本尊修復過程①
本尊様の修復過程を、順次「補修作業報告書」に基づいて報告します。
全体説明
□対象
釈迦如来坐像 割1尺
脇侍像(文殊菩薩像・普賢菩薩像) 割5寸
□破損状態
・全体に埃などの汚れが堆積し、尊容を損ねていた。
・下地塗りの劣化にともなう木地との剥離が進行しており、尊顔部にも剥離が見受けられ、尊容を損ねていた。
・光背は接合強度の低下により脱落や部分的な欠損が見受けられ、非常に不安定な状態であった。
・葺蓮華座(ふきれんげえざ)は一部の蓮弁が脱落し、多くの蓮弁が欠失していたことでグラグラと不安定な状態であった。
・釈迦像台座框(かまち)では、接合部の緩みにより隙間が生じていた。また框透かし彫りの一部が欠失、破損が見受けられた。
・脇侍像禽獣座(象・獅子)は、接合に用いられていた膠(にかわ)が劣化し、完全に接合強度が失われていた。
□作業概要
・仏身、台座には締め直しを中心とした補修作業を施した。
・光背、禽獣座には下地及び塗箔を一新する修復を施した。
●仏身
・脇侍象宝冠など錺(かざり)金具を取り外し、堆積した埃を柔らかな刷毛を用いて払い落とした。
・取り外した錺金具は洗浄し、鍍金(ときん)直し修理を施し、古色で仏身と調和させた。
・尊顔部などに表れていた剥離を固定し、部分的に金粉を蒔き付けて周辺箇所と調和させた。
・膝や袖などの破損箇所には、人工木材を充填して整形し、部分的に塗箔・古色を施し、周辺箇所と調和させた。

----

» **課題の目標 A**:
本尊修復の報告のうち、「釈迦像台座框（かまち）では」で始まる項目を、主な事実を残して一文に縮めること。
» **課題の目標 B**:
本尊修復の報告を、最後に示された文の後から書き継ぐこと。

一連のエントリー:

----

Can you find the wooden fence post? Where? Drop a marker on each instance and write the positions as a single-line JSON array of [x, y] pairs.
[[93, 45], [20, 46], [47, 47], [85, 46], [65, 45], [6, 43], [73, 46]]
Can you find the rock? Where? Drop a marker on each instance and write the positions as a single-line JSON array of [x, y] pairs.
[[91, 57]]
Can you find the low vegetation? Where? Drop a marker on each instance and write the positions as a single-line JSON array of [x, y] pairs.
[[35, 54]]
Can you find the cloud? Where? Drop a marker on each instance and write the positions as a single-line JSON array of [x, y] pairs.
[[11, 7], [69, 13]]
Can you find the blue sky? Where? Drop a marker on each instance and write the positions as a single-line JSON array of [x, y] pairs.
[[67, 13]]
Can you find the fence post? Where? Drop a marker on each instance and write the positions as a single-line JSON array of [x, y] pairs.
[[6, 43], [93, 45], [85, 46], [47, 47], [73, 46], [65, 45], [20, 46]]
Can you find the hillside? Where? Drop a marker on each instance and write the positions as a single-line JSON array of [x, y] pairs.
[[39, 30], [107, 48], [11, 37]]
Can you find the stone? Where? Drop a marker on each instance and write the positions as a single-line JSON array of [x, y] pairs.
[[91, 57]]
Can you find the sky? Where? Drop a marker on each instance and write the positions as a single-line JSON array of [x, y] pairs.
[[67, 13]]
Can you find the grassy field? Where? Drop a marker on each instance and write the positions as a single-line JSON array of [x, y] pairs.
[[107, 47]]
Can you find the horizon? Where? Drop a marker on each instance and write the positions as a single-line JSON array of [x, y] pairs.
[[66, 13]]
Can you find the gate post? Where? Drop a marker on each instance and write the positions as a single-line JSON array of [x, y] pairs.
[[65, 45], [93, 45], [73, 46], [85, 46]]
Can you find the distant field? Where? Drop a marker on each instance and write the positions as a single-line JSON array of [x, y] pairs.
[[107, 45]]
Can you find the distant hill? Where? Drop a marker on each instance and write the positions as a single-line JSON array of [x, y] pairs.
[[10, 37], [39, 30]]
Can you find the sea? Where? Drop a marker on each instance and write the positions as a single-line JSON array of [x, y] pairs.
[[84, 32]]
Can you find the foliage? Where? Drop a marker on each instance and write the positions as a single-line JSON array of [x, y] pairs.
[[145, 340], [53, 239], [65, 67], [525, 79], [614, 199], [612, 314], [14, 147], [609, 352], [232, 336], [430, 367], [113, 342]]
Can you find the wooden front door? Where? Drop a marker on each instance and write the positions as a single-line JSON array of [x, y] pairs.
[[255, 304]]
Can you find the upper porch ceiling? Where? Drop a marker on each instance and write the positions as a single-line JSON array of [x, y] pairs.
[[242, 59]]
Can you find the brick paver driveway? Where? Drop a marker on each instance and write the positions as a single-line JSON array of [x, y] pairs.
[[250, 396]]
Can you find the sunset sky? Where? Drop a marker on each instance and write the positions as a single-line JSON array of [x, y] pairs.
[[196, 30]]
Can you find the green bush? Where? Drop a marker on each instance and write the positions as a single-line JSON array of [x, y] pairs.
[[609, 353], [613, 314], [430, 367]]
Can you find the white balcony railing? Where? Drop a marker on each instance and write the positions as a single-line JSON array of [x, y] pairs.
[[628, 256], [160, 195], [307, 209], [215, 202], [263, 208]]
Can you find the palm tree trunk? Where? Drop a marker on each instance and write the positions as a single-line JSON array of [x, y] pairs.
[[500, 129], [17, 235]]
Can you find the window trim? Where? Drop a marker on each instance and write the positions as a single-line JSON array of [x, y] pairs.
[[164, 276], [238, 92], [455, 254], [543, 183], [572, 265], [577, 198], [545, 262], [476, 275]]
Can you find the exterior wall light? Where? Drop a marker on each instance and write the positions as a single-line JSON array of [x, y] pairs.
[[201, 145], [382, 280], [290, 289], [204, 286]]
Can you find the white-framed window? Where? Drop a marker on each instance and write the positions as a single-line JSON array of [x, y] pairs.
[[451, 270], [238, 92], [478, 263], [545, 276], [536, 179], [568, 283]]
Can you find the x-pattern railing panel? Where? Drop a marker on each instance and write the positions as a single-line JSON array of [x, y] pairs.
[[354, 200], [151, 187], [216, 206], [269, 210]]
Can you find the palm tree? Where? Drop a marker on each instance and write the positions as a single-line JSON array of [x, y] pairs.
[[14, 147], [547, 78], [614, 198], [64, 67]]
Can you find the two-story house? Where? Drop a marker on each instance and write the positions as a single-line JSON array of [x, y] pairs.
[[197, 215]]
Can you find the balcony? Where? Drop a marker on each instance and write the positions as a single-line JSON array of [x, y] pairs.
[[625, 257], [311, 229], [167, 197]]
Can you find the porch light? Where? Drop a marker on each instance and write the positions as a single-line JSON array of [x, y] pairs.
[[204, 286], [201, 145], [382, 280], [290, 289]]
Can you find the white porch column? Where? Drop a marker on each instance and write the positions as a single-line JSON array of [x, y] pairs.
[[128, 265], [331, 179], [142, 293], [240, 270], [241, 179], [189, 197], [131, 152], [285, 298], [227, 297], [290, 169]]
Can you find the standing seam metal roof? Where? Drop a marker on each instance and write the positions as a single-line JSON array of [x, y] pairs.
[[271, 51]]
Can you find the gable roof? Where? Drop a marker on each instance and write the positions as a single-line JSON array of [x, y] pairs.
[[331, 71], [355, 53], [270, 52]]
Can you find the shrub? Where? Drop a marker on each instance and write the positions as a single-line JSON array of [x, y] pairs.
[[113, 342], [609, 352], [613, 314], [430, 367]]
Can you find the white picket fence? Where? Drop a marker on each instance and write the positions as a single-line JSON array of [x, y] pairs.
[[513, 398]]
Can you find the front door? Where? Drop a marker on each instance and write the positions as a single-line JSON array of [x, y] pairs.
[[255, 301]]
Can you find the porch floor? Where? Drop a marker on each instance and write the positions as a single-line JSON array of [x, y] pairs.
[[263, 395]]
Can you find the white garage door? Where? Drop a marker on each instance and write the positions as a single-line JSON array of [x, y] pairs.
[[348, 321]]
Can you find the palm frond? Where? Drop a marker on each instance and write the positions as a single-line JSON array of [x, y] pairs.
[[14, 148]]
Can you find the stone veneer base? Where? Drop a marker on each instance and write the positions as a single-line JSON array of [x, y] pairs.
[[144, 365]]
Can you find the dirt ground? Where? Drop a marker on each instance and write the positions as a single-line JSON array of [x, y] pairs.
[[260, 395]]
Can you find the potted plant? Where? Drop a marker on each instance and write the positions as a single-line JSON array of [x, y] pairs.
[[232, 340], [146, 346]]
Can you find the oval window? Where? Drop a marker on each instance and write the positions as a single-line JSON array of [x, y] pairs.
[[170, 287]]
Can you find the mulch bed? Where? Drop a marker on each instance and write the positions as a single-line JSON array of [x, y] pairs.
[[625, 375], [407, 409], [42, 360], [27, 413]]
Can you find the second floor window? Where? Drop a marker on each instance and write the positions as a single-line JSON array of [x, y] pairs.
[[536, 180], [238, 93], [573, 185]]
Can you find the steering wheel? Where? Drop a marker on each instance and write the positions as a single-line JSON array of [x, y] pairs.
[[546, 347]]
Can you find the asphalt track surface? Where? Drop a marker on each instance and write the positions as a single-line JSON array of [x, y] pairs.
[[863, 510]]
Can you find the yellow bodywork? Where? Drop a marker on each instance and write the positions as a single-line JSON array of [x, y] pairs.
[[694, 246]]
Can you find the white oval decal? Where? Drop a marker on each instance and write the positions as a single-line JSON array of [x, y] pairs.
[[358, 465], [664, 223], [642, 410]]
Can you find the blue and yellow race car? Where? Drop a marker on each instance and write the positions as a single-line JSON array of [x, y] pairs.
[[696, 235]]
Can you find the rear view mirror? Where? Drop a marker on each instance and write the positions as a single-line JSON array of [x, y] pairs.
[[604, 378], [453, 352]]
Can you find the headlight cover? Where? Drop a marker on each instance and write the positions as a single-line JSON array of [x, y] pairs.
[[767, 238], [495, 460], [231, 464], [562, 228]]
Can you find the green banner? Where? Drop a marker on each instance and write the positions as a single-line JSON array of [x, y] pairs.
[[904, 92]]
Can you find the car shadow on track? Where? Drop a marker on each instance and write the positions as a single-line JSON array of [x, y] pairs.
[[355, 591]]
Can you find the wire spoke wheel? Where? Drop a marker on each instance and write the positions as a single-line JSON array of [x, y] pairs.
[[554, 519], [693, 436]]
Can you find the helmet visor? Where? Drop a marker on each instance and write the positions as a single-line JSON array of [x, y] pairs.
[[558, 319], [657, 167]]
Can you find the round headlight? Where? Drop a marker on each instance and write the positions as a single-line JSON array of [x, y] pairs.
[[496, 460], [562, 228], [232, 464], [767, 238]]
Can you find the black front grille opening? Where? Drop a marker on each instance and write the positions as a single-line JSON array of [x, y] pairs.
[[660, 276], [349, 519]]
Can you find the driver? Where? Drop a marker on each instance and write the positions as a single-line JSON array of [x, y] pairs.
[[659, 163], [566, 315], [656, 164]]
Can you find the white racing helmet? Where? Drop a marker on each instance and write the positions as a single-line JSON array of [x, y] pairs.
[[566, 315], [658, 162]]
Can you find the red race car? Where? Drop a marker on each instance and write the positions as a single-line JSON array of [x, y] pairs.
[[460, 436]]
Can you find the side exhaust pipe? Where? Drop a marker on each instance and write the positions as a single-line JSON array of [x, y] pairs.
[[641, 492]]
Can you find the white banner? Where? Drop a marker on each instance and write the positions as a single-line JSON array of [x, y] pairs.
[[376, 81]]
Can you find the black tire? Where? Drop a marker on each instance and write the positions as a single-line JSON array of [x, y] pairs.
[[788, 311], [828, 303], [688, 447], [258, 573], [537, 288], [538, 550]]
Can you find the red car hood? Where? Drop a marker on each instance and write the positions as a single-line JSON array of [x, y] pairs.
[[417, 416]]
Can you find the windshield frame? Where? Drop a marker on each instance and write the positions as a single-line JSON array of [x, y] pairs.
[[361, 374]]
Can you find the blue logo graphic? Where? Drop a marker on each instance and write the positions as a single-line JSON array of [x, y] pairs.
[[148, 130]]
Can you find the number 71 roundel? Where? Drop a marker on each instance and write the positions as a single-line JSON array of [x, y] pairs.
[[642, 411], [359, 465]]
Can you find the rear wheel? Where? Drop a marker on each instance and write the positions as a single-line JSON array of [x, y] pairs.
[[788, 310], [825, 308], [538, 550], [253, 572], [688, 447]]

----

» **解答 A**:
釈迦像台座框は接合部の緩みで隙間が生じ、框透かし彫りの一部にも欠失や破損があった。

» **解答 B**:
●光背
・劣化した塗箔層を除去した。(堅牢な状態を保つ箇所は、研磨して整えた)
・必要な箇所を解体して組み直し、欠損箇所に木材を接いで削り合わせた。
・光背ホゾを調整して、安定性を向上させた。
・金箔下地塗りを施し、金箔を置き直した。古色で仏身と調和させた。
●台座
・葺蓮華座は脱落部分を組み直し、欠失していた蓮弁を新補した。
・欠失していた框や敷茄子(しきなす)の透かし彫りを新補した。
・台座内部に補強材を組み込み、強度を向上させた。
・釈迦像増し台は、高さを下げて新調取り換えし、脇侍像地擦りりを含め塗り替え、古色仕上げとした。
・補修箇所及び新補部材に塗りを施し、金箔を置き、古色で周辺箇所と調和させた。
●禽獣座
・部材解体し劣化した下地層を除去。玉眼を描き直して全体を組み直した。
・破損部を数利し、下地彩色・塗箔を一新し、古色で仏身と調和させた。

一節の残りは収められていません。